* SELECTION:
◆ ◆ ◆

The question is do you have the discipline, desire, drive and patience to do the work, change your dietary habits and follow a program that by its own materials strongly advises that you possess a certain level of fitness prior to starting (see the fit test). If not there is a lower level entry program available to you that is priced same as the 'big daddy' that will get you to the point where you can shell out another c-note to buy it once your body achieves a particular level of fitness. 

A second question, or perhaps a follow up to the first, is how much of the program is in your usual area of operations. It has been my experience that the most difficult changes to make are those that are outside of our comfort zone, outside of how we already do business. 

I do not want you take this as discouraging the changes you want to make. As a matter of fact I applaud them. It takes courage to make these types of changes. I would however strongly caution against jumping into what appears to be a very intensive program. If you are not already prepared and in the mindset to take on that level of intensity the program itself sets you up to fail. And what fun is that?

◆ ◆ ◆

* PROVIDED RECORDS:
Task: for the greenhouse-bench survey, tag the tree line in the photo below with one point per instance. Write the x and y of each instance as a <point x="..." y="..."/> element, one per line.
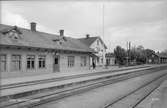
<point x="132" y="56"/>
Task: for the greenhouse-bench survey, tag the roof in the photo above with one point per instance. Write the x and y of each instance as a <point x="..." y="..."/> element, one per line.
<point x="88" y="41"/>
<point x="38" y="39"/>
<point x="109" y="55"/>
<point x="161" y="55"/>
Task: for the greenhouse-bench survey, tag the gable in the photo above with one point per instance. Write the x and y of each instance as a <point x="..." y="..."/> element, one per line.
<point x="98" y="45"/>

◆ ◆ ◆

* WRITTEN TASK 1: According to the post, how is the lower level entry program priced?
* WRITTEN TASK 2: For each statement, say whether it agrees with the post, and quote the words of the post that decide it. (a) The program's own materials advise having a certain level of fitness before starting. (b) The writer discourages the changes the reader wants to make. (c) The writer finds that the easiest changes to make are those outside our comfort zone.
* WRITTEN TASK 3: Copy out word for word the stretch of the post from "A second question, or" through "already do business.".

* WORKED ANSWER 1: It is priced the same as the 'big daddy' program.

* WORKED ANSWER 2:
(a) Yes: "by its own materials strongly advises that you possess a certain level of fitness prior to starting"
(b) No: "I do not want you take this as discouraging the changes you want to make. As a matter of fact I applaud them."
(c) No: "the most difficult changes to make are those that are outside of our comfort zone"

* WORKED ANSWER 3:
A second question, or perhaps a follow up to the first, is how much of the program is in your usual area of operations. It has been my experience that the most difficult changes to make are those that are outside of our comfort zone, outside of how we already do business.